§ Task prompt
Please repeat the lines below exactly. Begin with the line containing "TARGET = crown molding" and go on through the line containing "TARGET = white figurine".

§ Dataset
== Segment start ==

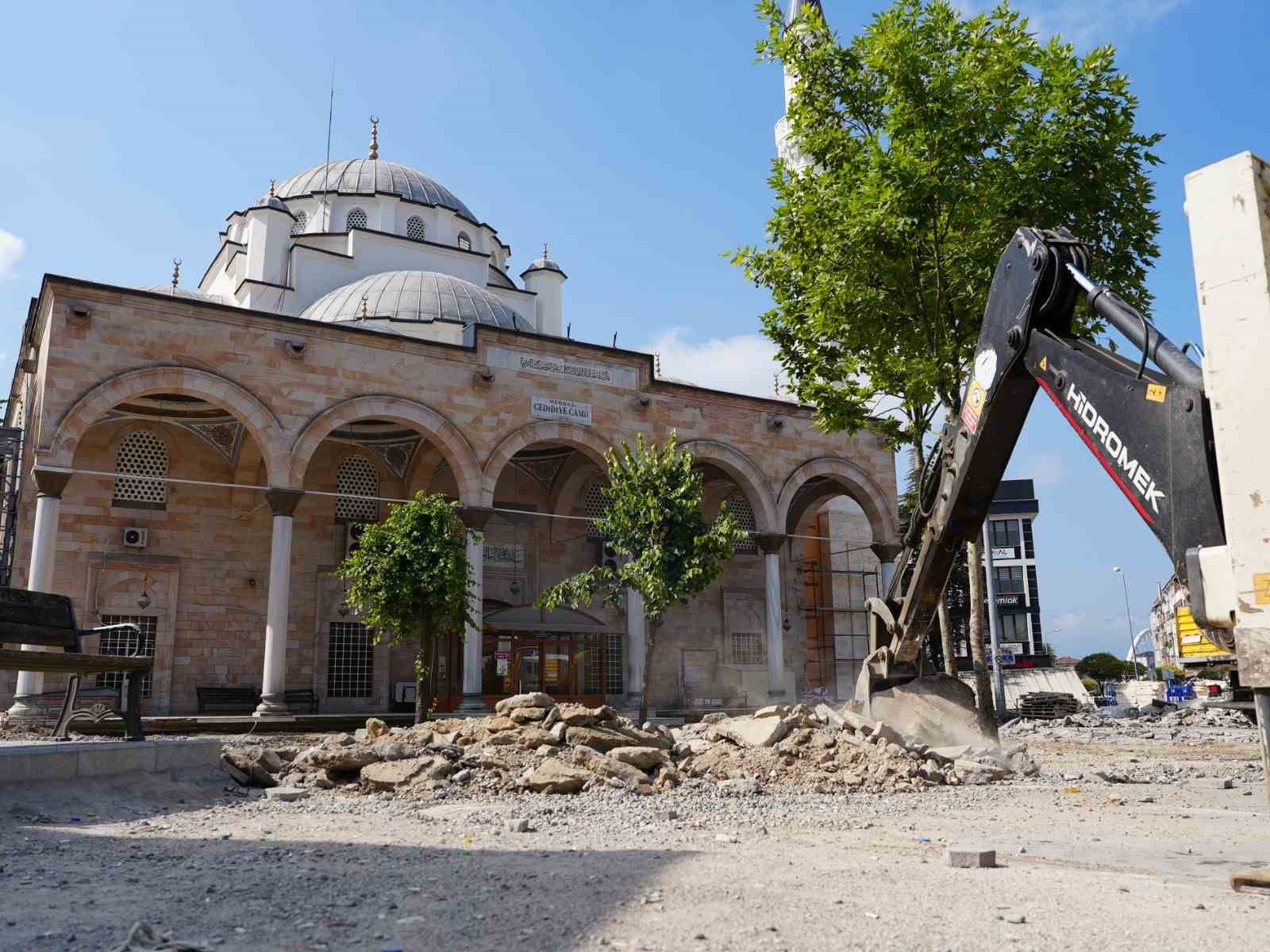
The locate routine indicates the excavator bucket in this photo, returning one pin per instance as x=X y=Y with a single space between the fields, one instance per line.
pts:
x=937 y=708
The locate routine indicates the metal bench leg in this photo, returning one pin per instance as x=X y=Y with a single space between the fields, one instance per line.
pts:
x=64 y=719
x=133 y=711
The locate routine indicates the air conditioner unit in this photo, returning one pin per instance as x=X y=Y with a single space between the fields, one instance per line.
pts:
x=352 y=536
x=403 y=692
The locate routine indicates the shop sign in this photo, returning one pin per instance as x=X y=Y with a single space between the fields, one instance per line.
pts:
x=501 y=556
x=556 y=409
x=563 y=368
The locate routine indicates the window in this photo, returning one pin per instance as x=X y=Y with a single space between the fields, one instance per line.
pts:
x=141 y=454
x=355 y=480
x=1005 y=532
x=1010 y=579
x=747 y=647
x=125 y=643
x=594 y=507
x=743 y=513
x=349 y=660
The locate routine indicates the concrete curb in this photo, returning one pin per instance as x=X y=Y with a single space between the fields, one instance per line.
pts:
x=69 y=762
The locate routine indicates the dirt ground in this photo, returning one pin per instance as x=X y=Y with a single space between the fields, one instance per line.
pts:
x=1081 y=865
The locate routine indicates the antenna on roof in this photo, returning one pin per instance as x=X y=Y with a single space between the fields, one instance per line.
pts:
x=325 y=173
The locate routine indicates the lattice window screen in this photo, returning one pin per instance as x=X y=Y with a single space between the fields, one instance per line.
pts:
x=349 y=660
x=357 y=478
x=145 y=455
x=125 y=643
x=743 y=513
x=747 y=647
x=594 y=505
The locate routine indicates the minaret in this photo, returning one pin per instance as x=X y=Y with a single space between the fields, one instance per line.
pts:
x=785 y=149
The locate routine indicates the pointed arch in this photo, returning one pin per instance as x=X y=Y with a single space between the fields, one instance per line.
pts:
x=850 y=480
x=747 y=476
x=410 y=413
x=545 y=432
x=171 y=378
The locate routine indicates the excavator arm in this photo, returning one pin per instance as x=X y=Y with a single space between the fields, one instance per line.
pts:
x=1149 y=429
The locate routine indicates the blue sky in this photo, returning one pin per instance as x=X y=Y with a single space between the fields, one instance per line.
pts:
x=635 y=139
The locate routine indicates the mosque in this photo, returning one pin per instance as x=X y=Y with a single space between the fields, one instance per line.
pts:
x=198 y=460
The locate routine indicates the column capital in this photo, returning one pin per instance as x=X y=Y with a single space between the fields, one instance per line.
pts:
x=50 y=482
x=887 y=551
x=283 y=501
x=475 y=516
x=772 y=543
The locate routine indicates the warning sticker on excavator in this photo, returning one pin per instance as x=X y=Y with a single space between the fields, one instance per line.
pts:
x=1261 y=588
x=973 y=408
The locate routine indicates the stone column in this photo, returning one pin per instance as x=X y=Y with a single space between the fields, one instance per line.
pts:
x=473 y=701
x=772 y=545
x=637 y=645
x=273 y=681
x=44 y=550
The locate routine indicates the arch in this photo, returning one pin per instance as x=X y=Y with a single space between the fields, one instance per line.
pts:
x=171 y=378
x=544 y=432
x=747 y=476
x=403 y=410
x=854 y=482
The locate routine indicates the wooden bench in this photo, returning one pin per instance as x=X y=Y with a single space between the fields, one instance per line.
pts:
x=226 y=700
x=44 y=619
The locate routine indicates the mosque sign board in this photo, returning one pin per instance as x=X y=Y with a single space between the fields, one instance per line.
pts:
x=554 y=409
x=563 y=368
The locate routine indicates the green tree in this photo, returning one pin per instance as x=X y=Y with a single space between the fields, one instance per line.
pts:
x=1102 y=666
x=653 y=520
x=410 y=579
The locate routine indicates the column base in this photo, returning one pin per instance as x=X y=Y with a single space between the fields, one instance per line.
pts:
x=272 y=706
x=23 y=711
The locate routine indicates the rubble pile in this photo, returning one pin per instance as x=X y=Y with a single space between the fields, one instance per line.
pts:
x=535 y=744
x=1199 y=725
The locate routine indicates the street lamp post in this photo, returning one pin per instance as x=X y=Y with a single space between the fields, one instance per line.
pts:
x=1133 y=647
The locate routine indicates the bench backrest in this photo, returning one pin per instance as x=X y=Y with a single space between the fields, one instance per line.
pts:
x=37 y=619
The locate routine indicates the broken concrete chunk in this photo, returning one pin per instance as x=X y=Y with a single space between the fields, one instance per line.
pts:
x=972 y=857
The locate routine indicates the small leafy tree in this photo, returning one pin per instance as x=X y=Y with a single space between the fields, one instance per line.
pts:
x=653 y=520
x=1102 y=666
x=410 y=579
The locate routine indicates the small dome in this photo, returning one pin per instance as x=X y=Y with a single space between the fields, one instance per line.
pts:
x=370 y=177
x=183 y=292
x=416 y=296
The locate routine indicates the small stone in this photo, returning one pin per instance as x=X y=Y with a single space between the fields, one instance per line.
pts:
x=286 y=793
x=972 y=857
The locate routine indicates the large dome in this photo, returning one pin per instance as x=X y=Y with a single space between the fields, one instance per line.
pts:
x=416 y=296
x=371 y=177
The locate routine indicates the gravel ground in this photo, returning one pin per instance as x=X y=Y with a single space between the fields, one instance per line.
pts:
x=1081 y=863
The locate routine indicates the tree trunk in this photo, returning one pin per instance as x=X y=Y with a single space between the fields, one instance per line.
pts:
x=946 y=636
x=982 y=681
x=649 y=638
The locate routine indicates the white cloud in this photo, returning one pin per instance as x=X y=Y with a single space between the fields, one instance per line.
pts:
x=1089 y=23
x=740 y=365
x=12 y=248
x=1041 y=469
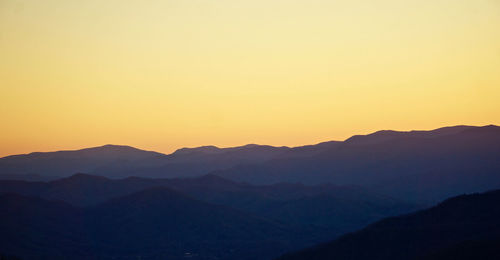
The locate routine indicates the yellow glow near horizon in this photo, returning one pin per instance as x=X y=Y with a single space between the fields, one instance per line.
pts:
x=161 y=75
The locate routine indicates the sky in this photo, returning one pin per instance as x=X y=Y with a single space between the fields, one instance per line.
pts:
x=161 y=75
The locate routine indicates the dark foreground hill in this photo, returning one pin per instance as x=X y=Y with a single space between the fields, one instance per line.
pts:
x=328 y=210
x=156 y=223
x=464 y=227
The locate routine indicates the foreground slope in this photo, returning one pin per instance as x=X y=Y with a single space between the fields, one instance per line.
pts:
x=463 y=227
x=328 y=209
x=156 y=223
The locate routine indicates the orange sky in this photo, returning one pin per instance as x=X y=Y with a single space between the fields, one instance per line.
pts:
x=161 y=75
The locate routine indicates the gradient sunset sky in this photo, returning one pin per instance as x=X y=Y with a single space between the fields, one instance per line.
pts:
x=160 y=75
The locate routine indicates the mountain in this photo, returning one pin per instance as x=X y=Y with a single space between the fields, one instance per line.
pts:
x=156 y=223
x=123 y=161
x=463 y=227
x=65 y=163
x=328 y=209
x=425 y=166
x=422 y=166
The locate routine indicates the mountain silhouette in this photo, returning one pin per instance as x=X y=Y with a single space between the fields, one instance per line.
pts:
x=463 y=227
x=155 y=223
x=425 y=166
x=330 y=210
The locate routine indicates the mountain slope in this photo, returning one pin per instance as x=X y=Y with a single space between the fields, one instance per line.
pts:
x=327 y=209
x=458 y=228
x=156 y=223
x=425 y=166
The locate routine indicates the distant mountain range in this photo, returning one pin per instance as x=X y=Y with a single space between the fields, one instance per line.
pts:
x=424 y=166
x=464 y=227
x=257 y=201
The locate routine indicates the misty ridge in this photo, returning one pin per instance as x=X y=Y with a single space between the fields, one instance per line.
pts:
x=337 y=198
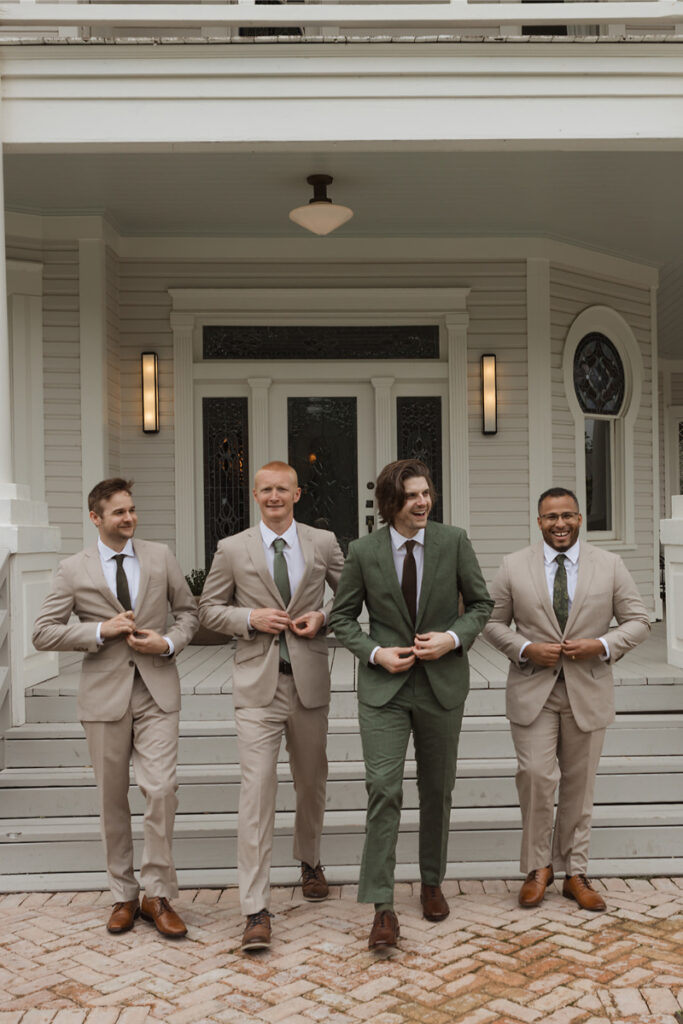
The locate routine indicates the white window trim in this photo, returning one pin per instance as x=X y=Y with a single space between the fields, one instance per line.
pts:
x=608 y=322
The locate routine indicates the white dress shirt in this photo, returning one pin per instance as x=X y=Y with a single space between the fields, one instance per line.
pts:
x=398 y=552
x=131 y=567
x=296 y=563
x=571 y=567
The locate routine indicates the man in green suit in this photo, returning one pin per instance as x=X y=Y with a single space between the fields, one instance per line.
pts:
x=427 y=601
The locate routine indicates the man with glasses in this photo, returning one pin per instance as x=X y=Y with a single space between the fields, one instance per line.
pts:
x=562 y=595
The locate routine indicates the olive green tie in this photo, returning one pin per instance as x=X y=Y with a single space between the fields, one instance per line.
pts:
x=560 y=593
x=122 y=591
x=282 y=578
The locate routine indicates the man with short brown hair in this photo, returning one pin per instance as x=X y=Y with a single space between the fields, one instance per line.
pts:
x=129 y=692
x=266 y=588
x=562 y=594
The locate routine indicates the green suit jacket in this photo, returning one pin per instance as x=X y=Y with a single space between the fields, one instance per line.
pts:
x=451 y=569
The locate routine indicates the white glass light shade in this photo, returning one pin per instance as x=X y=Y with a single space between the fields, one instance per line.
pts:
x=321 y=218
x=488 y=395
x=150 y=375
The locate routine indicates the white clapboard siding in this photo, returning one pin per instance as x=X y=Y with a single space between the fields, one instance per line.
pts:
x=113 y=367
x=571 y=292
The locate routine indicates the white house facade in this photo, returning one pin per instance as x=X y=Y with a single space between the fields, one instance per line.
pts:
x=514 y=195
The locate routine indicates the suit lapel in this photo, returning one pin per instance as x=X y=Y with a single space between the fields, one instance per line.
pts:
x=143 y=561
x=429 y=570
x=384 y=554
x=254 y=546
x=308 y=552
x=584 y=582
x=541 y=586
x=93 y=567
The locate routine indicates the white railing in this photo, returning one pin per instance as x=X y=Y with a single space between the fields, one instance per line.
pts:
x=411 y=15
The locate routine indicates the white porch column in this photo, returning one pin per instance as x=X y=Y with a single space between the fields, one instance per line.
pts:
x=25 y=532
x=671 y=535
x=259 y=427
x=540 y=387
x=185 y=526
x=456 y=326
x=94 y=396
x=383 y=419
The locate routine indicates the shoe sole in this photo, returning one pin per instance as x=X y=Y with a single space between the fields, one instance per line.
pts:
x=172 y=935
x=594 y=909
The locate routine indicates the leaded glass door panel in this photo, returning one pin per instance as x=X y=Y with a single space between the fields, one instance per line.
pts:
x=327 y=433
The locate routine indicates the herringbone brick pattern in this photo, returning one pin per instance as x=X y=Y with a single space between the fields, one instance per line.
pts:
x=489 y=963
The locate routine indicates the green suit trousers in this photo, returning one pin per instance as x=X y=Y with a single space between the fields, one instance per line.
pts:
x=385 y=732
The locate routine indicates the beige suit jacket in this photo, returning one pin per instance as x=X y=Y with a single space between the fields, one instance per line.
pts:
x=109 y=669
x=240 y=581
x=604 y=591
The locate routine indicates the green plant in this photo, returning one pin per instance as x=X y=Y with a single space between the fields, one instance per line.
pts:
x=196 y=580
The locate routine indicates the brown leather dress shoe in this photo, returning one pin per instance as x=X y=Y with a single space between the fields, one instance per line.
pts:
x=535 y=886
x=123 y=916
x=159 y=910
x=385 y=930
x=257 y=933
x=434 y=905
x=313 y=884
x=578 y=887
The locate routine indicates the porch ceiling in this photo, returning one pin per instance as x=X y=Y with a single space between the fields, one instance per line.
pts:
x=625 y=203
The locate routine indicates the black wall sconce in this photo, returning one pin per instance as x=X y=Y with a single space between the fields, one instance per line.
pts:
x=488 y=395
x=150 y=382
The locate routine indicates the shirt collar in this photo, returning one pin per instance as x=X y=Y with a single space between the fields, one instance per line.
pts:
x=289 y=536
x=397 y=540
x=550 y=554
x=108 y=553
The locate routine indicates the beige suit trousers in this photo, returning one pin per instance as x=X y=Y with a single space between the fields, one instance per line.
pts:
x=259 y=735
x=151 y=735
x=553 y=749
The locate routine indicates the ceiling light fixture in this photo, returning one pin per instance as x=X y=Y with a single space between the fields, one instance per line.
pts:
x=321 y=215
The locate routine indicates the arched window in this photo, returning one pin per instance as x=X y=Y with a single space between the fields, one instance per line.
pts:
x=599 y=382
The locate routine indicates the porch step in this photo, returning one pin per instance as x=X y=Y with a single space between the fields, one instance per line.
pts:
x=46 y=793
x=207 y=842
x=214 y=741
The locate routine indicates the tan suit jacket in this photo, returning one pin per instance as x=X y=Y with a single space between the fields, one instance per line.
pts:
x=240 y=581
x=109 y=670
x=604 y=590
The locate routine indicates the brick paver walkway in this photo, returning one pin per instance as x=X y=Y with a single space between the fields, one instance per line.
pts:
x=489 y=963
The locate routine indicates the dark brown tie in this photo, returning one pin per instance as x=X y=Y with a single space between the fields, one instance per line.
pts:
x=122 y=591
x=409 y=583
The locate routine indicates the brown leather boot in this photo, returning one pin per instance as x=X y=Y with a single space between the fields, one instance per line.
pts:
x=434 y=905
x=257 y=933
x=535 y=886
x=123 y=916
x=159 y=910
x=385 y=930
x=578 y=887
x=313 y=884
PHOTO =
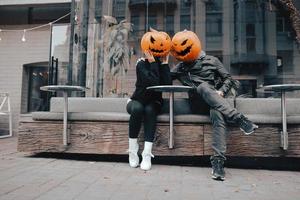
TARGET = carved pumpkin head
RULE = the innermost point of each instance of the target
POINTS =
(157, 42)
(186, 46)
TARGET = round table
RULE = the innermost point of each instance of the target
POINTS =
(65, 89)
(283, 88)
(171, 89)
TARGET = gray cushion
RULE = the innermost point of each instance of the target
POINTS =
(89, 104)
(82, 116)
(113, 116)
(268, 106)
(259, 110)
(181, 106)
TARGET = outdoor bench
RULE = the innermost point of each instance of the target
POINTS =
(100, 126)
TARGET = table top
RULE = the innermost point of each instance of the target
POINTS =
(55, 88)
(282, 87)
(170, 88)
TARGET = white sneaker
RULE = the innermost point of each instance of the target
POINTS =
(132, 152)
(147, 155)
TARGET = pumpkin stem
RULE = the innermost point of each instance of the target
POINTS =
(152, 29)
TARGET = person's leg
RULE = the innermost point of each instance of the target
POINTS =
(215, 101)
(150, 115)
(136, 111)
(218, 144)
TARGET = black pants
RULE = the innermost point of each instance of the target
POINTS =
(206, 100)
(139, 112)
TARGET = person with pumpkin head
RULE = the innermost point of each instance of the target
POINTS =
(144, 105)
(211, 83)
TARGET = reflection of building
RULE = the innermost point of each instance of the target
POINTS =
(24, 65)
(255, 43)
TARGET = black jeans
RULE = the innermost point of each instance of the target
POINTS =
(139, 112)
(206, 100)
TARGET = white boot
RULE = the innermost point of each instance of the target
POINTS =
(132, 151)
(146, 162)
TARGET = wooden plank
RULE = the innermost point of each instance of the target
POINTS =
(40, 136)
(106, 138)
(190, 139)
(264, 142)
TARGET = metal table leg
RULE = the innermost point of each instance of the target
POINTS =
(65, 131)
(284, 133)
(171, 115)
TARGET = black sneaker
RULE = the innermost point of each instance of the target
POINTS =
(246, 125)
(218, 172)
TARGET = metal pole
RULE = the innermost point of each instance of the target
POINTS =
(70, 66)
(83, 44)
(147, 16)
(65, 131)
(284, 133)
(171, 115)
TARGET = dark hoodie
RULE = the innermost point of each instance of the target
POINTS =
(150, 74)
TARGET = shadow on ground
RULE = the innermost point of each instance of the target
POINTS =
(271, 163)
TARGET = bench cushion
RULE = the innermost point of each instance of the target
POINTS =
(259, 110)
(268, 106)
(113, 116)
(89, 104)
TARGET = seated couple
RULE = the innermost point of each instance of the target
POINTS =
(208, 77)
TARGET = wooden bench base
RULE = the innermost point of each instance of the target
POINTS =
(190, 139)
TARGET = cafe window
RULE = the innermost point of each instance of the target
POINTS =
(170, 24)
(37, 99)
(214, 24)
(119, 9)
(185, 15)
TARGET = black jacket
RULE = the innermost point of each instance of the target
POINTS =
(205, 69)
(150, 74)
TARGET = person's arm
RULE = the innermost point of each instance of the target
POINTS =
(174, 72)
(226, 78)
(164, 71)
(149, 77)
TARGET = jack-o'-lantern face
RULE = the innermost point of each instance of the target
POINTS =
(157, 42)
(186, 46)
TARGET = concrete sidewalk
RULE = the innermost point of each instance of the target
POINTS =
(23, 177)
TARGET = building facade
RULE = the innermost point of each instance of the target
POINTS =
(252, 38)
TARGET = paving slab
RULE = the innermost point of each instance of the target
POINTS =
(23, 177)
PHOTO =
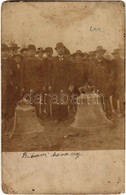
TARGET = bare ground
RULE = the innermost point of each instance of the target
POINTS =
(62, 137)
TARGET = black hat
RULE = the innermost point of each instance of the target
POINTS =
(4, 47)
(58, 45)
(66, 52)
(116, 51)
(23, 49)
(39, 50)
(100, 49)
(78, 52)
(18, 55)
(48, 49)
(32, 47)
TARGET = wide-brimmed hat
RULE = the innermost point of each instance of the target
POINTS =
(67, 51)
(18, 55)
(58, 45)
(40, 50)
(14, 46)
(4, 47)
(23, 49)
(116, 51)
(100, 49)
(31, 47)
(78, 52)
(48, 49)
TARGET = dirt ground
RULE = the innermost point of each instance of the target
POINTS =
(62, 137)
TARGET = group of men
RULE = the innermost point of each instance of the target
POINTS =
(31, 70)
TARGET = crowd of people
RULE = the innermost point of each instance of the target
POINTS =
(31, 70)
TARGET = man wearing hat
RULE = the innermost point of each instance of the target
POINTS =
(103, 79)
(60, 82)
(24, 52)
(40, 53)
(47, 64)
(33, 75)
(67, 53)
(118, 93)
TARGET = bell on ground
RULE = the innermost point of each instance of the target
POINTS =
(25, 120)
(90, 113)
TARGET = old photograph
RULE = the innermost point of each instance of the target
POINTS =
(63, 97)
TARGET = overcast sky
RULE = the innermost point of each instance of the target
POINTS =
(44, 24)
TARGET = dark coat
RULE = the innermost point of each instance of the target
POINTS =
(33, 74)
(61, 75)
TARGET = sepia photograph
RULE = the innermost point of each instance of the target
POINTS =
(63, 83)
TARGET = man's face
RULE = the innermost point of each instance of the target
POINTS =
(31, 53)
(5, 53)
(99, 54)
(91, 57)
(18, 59)
(49, 54)
(116, 55)
(60, 50)
(25, 53)
(78, 57)
(40, 54)
(85, 57)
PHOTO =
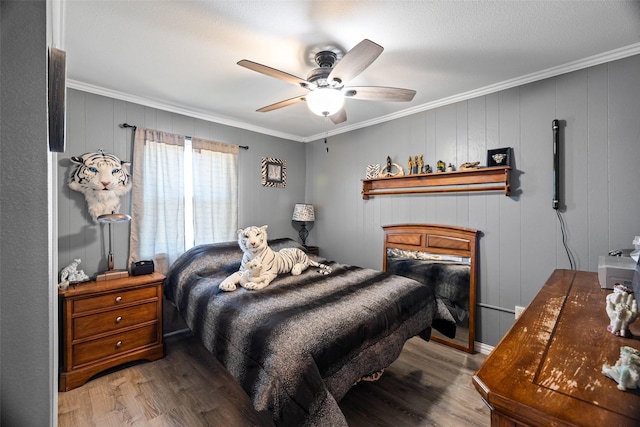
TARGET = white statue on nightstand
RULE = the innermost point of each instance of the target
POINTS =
(622, 309)
(626, 371)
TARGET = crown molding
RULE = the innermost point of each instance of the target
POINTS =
(190, 112)
(591, 61)
(613, 55)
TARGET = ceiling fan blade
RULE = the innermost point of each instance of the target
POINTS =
(355, 61)
(272, 72)
(282, 104)
(339, 117)
(379, 93)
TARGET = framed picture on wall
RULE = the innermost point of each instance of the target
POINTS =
(499, 157)
(274, 172)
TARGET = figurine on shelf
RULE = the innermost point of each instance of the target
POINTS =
(388, 171)
(626, 371)
(622, 309)
(469, 165)
(372, 171)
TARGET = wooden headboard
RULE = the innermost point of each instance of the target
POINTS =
(439, 239)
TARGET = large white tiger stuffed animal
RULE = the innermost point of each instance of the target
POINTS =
(253, 242)
(102, 178)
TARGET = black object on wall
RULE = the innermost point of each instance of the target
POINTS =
(555, 124)
(56, 98)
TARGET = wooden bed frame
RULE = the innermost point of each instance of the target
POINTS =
(439, 239)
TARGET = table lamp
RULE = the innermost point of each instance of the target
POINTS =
(303, 213)
(111, 273)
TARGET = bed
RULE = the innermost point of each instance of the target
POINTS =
(298, 346)
(443, 257)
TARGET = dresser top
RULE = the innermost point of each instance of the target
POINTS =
(547, 370)
(93, 287)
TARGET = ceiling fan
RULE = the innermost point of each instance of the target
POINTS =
(327, 83)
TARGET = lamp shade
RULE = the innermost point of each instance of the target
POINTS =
(325, 101)
(303, 212)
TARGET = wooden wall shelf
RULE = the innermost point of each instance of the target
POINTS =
(468, 180)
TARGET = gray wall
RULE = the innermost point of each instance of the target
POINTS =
(26, 359)
(521, 241)
(94, 121)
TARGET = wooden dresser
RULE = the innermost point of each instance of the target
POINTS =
(104, 324)
(546, 371)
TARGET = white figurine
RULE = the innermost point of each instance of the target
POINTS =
(626, 371)
(622, 309)
(71, 274)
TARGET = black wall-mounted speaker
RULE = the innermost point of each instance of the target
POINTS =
(555, 124)
(56, 98)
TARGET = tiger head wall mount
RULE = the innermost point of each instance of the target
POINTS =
(102, 178)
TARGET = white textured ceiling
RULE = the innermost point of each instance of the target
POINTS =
(181, 55)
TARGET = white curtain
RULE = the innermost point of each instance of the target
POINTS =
(162, 188)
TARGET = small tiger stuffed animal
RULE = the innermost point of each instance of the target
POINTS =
(253, 242)
(102, 178)
(252, 277)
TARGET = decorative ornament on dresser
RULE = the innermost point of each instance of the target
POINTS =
(622, 309)
(626, 371)
(102, 178)
(71, 274)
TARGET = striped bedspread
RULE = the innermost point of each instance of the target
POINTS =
(297, 346)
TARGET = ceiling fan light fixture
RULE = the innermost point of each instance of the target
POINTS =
(325, 101)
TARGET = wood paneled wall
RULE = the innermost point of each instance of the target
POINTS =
(521, 242)
(93, 122)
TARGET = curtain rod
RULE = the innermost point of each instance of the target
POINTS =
(127, 125)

== Segment end ==

§ Expected answer
TARGET = crown molding
RULE = the innermost point of each instance of the target
POINTS =
(190, 112)
(591, 61)
(613, 55)
TARGET = ceiling fan blade
RULE = the innermost point of each instance of the target
POINTS =
(355, 61)
(272, 72)
(282, 104)
(339, 117)
(379, 93)
TARGET = framed picture on wall
RULE = the innermost point of each instance of the target
POINTS =
(499, 157)
(274, 172)
TARGET = figurine on shelf
RULE = the innermost point of each instance of the target
POINTS =
(388, 171)
(626, 371)
(622, 309)
(469, 165)
(372, 171)
TARGET = wooden headboard
RULE = the innermost point of each instance of the target
POINTS =
(439, 239)
TARGET = large white tiger stuffed animal
RULE = the innermost point of each instance of the target
POINTS =
(253, 242)
(102, 178)
TARGET = black object on wall
RULE = the innermost point of each instance of the target
POINTS =
(555, 124)
(56, 98)
TARGET = wooden bed frame
RULE = the innermost point of each instance of the target
POINTS =
(439, 239)
TARGET = table lamp
RULE = the innermost point of each instance of the target
POINTS =
(303, 213)
(111, 273)
TARGET = bed
RULE = the innermost point of each instance of the target
POINTS =
(298, 346)
(443, 257)
TARGET = dresser top
RULE = the innermost point of each instance of the target
POINTS =
(547, 370)
(93, 287)
TARGET = ceiling fan
RULE = the innermost point of each instance of the target
POINTS =
(327, 83)
TARGET = lamp shade
RULE = the innermost point of each instance of the target
POINTS =
(325, 101)
(303, 212)
TARGET = wooden wall shelf
RULE = the innermost point of each instance of the target
POINTS =
(468, 180)
TARGET = gray wall
RULE = the innermost point of each instance of the target
POINTS =
(26, 359)
(521, 241)
(94, 121)
TARGET = wooden dresser
RULE = the innermost point of each instance of the target
POINTS =
(104, 324)
(546, 371)
TARGET = white figurine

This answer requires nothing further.